— start The records —
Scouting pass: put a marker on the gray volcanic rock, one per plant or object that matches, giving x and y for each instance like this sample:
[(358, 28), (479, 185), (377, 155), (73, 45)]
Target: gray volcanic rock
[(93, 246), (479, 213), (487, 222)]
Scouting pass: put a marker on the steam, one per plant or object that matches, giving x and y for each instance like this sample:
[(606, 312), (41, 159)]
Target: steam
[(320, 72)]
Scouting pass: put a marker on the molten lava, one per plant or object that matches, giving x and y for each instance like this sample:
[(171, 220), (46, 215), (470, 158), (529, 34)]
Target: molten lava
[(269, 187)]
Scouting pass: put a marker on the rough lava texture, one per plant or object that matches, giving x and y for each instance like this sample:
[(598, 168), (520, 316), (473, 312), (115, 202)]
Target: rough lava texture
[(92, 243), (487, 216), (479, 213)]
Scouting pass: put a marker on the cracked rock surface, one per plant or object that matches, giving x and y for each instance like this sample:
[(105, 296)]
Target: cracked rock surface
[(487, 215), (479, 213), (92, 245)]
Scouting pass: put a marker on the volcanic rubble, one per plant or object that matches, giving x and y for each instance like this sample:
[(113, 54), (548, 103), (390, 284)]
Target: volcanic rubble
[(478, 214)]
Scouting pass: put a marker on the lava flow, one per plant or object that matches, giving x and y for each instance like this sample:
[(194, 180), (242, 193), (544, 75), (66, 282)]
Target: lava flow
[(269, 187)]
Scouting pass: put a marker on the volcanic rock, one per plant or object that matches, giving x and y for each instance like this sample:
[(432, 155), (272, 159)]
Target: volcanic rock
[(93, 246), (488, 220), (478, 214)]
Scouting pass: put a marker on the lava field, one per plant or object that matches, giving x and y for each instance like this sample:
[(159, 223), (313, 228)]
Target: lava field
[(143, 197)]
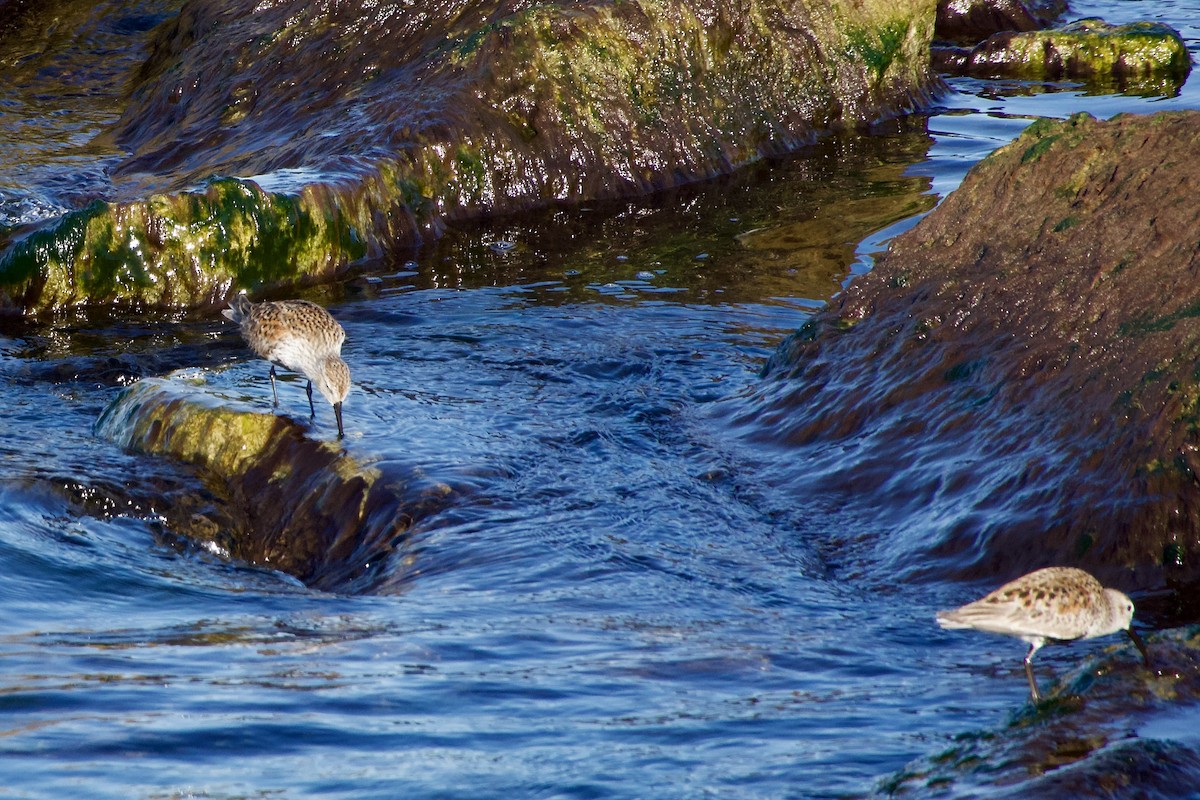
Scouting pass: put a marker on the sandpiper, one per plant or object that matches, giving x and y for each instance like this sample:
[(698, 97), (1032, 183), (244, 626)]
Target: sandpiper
[(1057, 603), (300, 336)]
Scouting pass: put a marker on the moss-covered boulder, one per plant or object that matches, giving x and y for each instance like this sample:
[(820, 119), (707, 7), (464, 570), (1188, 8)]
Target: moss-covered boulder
[(969, 22), (1143, 56), (1018, 374), (288, 501), (343, 131), (1092, 737)]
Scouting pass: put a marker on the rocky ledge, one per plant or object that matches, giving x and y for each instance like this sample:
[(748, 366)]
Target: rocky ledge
[(287, 501), (1019, 371), (341, 131)]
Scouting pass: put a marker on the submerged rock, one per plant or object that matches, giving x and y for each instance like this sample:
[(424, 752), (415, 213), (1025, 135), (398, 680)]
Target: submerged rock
[(287, 501), (1110, 729), (1138, 55), (1015, 384), (345, 130)]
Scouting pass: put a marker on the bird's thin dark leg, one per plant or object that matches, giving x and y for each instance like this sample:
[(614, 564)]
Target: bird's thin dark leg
[(1141, 645), (1029, 673)]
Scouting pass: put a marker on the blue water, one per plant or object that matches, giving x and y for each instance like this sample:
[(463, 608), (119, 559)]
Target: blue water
[(619, 605)]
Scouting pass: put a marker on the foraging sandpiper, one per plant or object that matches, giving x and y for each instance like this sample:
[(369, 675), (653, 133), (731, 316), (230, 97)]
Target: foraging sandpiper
[(299, 336), (1055, 603)]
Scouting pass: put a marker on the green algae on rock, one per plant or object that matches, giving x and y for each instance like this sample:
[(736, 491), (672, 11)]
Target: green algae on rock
[(1049, 307), (177, 250), (1140, 56), (298, 505), (372, 125), (1091, 737)]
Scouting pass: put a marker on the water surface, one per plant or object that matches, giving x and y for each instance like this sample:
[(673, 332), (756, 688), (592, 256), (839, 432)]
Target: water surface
[(624, 603)]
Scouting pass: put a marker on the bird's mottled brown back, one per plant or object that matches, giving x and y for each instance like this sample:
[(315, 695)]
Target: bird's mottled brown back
[(271, 329)]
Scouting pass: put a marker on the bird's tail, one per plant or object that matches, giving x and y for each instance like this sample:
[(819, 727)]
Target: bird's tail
[(238, 310)]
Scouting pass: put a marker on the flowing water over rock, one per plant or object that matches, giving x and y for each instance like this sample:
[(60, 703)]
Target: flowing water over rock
[(618, 599)]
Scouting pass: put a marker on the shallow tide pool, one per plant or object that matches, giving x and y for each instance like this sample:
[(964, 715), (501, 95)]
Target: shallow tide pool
[(623, 601)]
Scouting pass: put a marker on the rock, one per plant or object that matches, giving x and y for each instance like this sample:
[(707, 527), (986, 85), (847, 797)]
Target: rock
[(1015, 383), (1093, 737), (346, 130), (967, 22), (1143, 56), (294, 504)]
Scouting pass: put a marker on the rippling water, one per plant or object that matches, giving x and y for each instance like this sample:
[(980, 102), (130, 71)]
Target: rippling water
[(622, 605)]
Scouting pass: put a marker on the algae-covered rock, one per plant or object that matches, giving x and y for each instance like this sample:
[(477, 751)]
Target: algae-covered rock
[(298, 505), (967, 22), (345, 130), (1097, 734), (1018, 374), (1140, 55)]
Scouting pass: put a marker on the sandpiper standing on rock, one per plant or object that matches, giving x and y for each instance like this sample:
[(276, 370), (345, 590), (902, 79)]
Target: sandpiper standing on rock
[(299, 336), (1055, 603)]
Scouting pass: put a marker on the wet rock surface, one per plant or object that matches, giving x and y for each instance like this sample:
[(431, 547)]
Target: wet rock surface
[(1019, 370), (341, 131), (1108, 729), (1138, 56), (274, 495), (969, 22)]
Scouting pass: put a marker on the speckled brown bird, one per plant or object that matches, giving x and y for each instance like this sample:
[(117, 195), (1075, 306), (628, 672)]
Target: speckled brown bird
[(1055, 603), (299, 336)]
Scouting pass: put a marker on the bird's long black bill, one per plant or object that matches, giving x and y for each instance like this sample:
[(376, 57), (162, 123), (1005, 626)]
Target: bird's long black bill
[(1140, 645)]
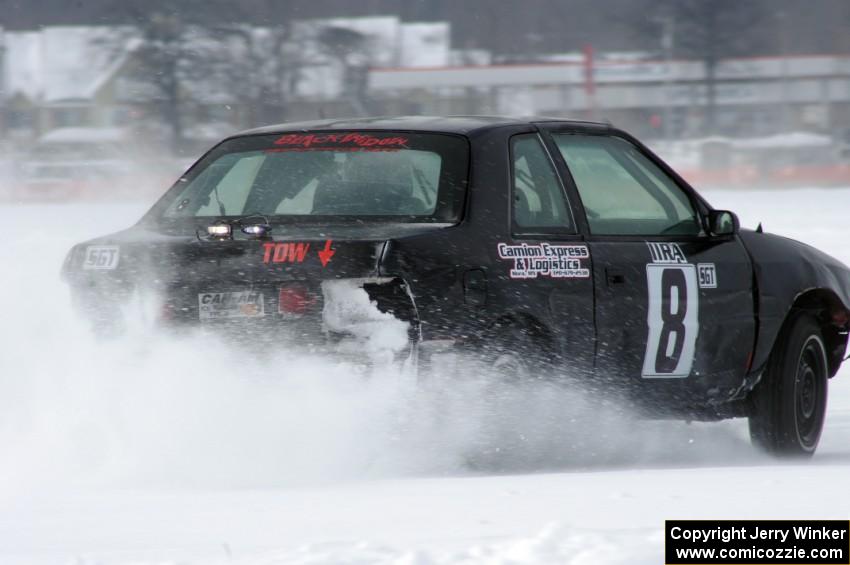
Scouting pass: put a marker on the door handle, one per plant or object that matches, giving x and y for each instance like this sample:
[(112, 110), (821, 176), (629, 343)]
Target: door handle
[(614, 276), (475, 287)]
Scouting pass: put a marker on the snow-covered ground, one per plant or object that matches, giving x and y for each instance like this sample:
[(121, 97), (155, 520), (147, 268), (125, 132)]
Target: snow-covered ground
[(156, 450)]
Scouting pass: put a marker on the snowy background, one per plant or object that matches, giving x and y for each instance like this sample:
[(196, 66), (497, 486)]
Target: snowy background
[(152, 449)]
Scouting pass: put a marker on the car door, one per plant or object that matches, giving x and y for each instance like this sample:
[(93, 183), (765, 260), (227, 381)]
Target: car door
[(547, 273), (671, 302)]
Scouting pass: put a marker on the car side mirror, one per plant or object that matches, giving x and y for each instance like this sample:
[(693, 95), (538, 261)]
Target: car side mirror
[(723, 222)]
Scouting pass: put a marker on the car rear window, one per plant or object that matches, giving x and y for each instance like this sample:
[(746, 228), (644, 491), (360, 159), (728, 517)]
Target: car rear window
[(326, 175)]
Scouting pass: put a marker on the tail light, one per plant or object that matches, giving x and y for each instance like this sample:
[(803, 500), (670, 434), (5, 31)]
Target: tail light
[(294, 300)]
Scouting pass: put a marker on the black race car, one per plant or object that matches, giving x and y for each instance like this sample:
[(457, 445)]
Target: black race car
[(534, 242)]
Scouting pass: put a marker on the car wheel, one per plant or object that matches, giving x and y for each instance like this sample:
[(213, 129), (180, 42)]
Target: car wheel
[(789, 404), (514, 356)]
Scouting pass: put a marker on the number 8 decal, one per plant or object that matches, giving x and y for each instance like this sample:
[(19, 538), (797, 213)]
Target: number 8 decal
[(673, 320)]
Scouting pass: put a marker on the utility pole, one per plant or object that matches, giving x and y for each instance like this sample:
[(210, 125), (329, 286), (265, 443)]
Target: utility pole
[(667, 44)]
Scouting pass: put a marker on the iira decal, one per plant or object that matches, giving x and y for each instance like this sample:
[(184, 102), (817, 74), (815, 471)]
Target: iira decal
[(289, 252)]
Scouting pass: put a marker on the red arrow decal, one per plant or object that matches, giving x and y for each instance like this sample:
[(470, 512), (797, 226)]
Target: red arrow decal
[(326, 253)]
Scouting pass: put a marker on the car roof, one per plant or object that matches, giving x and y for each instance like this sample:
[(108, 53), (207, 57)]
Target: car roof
[(447, 124)]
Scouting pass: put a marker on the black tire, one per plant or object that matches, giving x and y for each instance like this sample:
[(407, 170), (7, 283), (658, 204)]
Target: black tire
[(514, 356), (789, 403)]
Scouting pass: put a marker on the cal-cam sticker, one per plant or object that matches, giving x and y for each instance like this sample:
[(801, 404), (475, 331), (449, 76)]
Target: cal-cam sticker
[(707, 275), (673, 314), (240, 304), (546, 260), (101, 257)]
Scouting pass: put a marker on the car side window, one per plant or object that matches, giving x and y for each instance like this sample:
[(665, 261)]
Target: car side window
[(623, 192), (538, 198)]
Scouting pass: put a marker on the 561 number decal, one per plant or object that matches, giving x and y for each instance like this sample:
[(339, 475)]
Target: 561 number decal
[(101, 257), (673, 320)]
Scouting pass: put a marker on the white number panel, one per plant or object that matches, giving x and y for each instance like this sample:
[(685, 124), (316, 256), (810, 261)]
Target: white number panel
[(673, 320)]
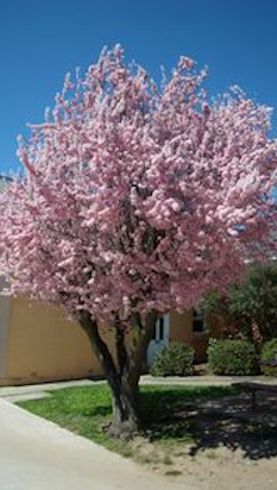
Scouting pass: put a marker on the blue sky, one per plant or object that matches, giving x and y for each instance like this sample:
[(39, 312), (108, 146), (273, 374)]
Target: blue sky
[(41, 41)]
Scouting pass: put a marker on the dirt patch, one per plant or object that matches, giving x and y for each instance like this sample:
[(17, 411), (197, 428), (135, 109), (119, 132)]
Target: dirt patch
[(226, 445)]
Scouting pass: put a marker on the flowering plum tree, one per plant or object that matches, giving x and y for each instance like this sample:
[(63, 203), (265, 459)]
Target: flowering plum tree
[(136, 200)]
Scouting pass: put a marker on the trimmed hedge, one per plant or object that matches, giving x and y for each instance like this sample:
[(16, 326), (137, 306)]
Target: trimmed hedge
[(176, 359), (268, 356), (232, 357)]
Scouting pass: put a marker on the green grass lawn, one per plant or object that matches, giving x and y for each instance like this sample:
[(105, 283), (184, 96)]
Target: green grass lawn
[(84, 410)]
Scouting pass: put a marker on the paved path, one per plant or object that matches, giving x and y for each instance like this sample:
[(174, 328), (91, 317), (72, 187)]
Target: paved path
[(31, 392), (38, 455)]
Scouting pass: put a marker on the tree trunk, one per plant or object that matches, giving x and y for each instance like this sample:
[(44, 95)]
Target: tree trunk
[(123, 375)]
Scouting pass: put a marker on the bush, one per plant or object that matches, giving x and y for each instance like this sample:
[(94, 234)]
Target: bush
[(232, 357), (268, 356), (176, 359)]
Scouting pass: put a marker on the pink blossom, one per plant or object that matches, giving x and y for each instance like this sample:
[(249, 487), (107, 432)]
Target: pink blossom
[(133, 198)]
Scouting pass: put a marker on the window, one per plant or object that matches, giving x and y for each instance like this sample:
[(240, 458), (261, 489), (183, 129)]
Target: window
[(199, 324)]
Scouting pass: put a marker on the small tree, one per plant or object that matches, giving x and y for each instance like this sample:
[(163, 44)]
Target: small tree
[(250, 306), (135, 202)]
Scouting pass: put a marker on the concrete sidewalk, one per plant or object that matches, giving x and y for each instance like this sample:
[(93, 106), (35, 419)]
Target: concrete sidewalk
[(38, 455), (36, 391)]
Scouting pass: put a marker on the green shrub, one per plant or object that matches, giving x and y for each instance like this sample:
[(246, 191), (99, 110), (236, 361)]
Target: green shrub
[(176, 359), (268, 356), (232, 357)]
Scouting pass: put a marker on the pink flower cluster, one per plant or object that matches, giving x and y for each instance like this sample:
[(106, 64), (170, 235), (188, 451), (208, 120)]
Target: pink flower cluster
[(137, 198)]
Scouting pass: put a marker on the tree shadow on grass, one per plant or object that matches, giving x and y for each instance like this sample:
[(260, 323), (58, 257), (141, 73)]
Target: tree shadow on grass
[(209, 422)]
— end The records —
Locate "Scouting pass: put a marker on the concrete" in the data above. Then repeat, exactly, its line and each line after it through the last, adding nothing.

[Result of the exercise]
Scouting pass: put a marker on the concrete sidewalk, one per plant or object that matches, giving x and y for each instance like this sample:
[(93, 106), (35, 419)]
Target: concrete sidewalk
[(38, 455), (36, 391)]
Scouting pass: put a marker on the green shrub, one per plant or object that matches, giving x and y for each instance like this sample:
[(246, 191), (99, 110), (236, 361)]
Target: green shrub
[(176, 359), (268, 356), (232, 357)]
Scouting pass: put a marker on the pink flower cluster, one per plant or object that matches, giving x and y for each instance like this sample:
[(106, 64), (170, 235), (188, 451), (208, 120)]
Target: pink flower cluster
[(137, 198)]
Scouting pass: put a marker on the tree shadow on grass, one per plant or object that matches, giving x and y for each instance like this sample:
[(260, 323), (58, 257), (141, 73)]
Target: tree shadow on grass
[(209, 422)]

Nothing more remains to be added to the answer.